**Your instructions**. A picture-free, exact transcript of the entries below is required.

Photo-based referring expression data:
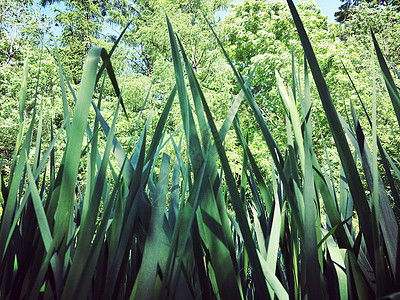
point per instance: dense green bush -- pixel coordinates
(114, 222)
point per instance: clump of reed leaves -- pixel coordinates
(173, 237)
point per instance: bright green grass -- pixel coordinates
(156, 228)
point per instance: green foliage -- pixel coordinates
(100, 218)
(345, 9)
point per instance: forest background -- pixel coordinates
(254, 32)
(263, 44)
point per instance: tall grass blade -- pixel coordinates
(353, 178)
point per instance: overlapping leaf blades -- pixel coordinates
(140, 234)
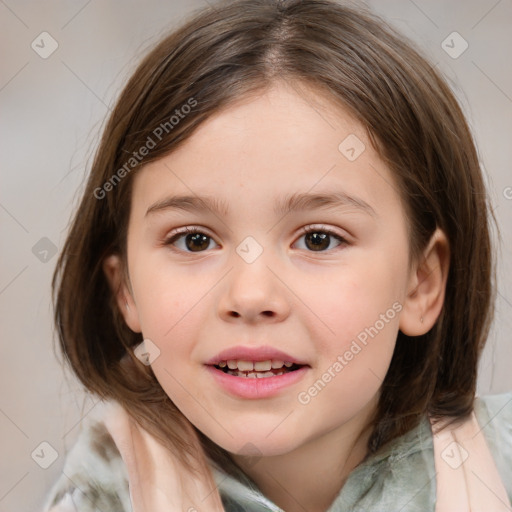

**Exercise result**.
point per instance: dense green bush -- pixel coordinates
(114, 222)
point per instance: clump of reed leaves -- pixel coordinates
(173, 237)
point per instance: bright green grass -- pixel coordinates
(156, 228)
point per instance: green foliage -- pixel coordinates
(100, 218)
(345, 9)
point per instance: forest background -- pixel coordinates
(254, 32)
(263, 44)
point per instance: tall grass blade -- pixel coordinates
(353, 178)
point per instance: overlapping leaf blades -- pixel coordinates
(140, 234)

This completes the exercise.